§ **Prompt**
Find each line in the records below that contains the word "bumper" and copy those lines in full.

§ **Material supplied**
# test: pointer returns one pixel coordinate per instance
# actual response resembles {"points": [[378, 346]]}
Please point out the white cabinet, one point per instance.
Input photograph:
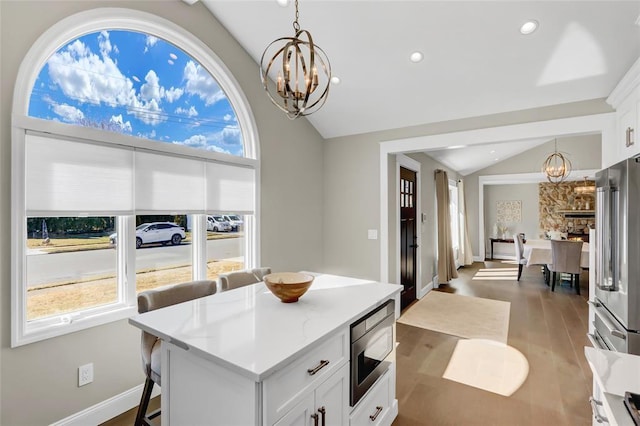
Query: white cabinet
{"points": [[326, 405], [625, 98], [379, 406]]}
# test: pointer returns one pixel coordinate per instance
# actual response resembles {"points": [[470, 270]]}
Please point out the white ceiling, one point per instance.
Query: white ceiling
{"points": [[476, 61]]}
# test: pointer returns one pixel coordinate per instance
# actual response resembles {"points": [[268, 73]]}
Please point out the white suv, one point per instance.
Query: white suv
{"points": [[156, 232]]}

---

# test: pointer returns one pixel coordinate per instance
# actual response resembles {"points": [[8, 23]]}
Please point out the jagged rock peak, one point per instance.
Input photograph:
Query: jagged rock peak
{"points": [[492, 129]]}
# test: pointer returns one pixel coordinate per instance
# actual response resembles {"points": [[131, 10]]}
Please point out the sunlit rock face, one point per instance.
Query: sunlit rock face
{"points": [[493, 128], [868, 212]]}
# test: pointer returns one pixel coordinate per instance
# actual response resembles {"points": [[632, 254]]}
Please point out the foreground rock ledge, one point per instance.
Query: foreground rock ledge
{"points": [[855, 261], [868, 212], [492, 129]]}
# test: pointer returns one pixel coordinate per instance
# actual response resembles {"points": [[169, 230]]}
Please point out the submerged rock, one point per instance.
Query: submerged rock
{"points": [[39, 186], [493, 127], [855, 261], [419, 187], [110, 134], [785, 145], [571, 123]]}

--

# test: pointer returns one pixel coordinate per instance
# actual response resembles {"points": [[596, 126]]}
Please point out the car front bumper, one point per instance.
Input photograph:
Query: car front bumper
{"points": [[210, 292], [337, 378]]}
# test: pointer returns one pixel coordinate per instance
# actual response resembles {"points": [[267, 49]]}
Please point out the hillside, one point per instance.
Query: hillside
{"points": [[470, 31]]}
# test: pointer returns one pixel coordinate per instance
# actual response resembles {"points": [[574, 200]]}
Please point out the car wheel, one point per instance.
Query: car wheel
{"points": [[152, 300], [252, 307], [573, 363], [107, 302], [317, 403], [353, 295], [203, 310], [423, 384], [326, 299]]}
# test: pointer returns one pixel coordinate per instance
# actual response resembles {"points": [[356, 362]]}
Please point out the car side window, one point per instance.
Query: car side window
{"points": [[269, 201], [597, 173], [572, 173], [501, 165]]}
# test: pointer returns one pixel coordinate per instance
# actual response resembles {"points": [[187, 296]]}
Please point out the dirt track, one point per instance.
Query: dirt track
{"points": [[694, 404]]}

§ **Written solution**
Please point out the car front bumper, one point per instance.
Query: car front bumper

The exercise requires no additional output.